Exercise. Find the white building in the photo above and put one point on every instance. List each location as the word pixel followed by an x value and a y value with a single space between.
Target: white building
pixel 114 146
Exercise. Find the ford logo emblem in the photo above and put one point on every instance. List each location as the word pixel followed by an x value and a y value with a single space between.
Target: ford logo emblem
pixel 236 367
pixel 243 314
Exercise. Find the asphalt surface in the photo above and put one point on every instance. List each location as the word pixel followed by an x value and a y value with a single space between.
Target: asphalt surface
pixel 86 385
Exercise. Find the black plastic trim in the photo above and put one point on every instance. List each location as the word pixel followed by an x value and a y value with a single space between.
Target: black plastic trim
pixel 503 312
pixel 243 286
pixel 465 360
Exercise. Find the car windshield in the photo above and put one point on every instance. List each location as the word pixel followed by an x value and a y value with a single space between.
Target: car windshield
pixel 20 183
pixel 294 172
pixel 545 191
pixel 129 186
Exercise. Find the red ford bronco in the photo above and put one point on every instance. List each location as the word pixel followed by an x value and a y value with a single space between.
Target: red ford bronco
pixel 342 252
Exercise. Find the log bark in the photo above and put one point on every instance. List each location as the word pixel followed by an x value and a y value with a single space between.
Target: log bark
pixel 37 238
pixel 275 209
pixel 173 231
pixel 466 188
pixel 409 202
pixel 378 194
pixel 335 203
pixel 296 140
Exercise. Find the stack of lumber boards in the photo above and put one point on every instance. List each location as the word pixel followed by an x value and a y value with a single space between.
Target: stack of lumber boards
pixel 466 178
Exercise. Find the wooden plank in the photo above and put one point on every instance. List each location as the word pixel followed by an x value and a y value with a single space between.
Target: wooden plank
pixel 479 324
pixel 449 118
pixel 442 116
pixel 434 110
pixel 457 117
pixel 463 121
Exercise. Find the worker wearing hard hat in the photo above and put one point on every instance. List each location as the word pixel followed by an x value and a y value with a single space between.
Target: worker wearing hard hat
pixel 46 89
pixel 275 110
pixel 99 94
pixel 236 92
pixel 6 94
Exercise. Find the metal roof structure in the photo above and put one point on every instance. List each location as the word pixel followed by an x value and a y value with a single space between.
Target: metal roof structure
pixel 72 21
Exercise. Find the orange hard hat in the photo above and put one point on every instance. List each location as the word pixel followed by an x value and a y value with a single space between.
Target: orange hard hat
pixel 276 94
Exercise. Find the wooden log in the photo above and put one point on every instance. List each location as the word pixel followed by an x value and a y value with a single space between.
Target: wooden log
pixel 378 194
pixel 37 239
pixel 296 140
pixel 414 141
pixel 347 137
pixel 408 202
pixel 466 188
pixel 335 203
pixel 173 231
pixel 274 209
● ● ● ●
→ **Short exercise**:
Can you reproduce the entries above word for word, starting with their very first line and going on through the line with "pixel 243 314", with both of those lines included?

→ **Solution to this task**:
Exercise. Find the white building in the photo above and put one point on every instance. List each location as the word pixel followed by an x value and a y value with a single space between.
Target: white building
pixel 114 146
Exercise. Find the ford logo emblem in the photo above and put one point on every instance. List each location as the word pixel followed by an x value and a y value with a single space between.
Target: ford logo emblem
pixel 236 367
pixel 243 314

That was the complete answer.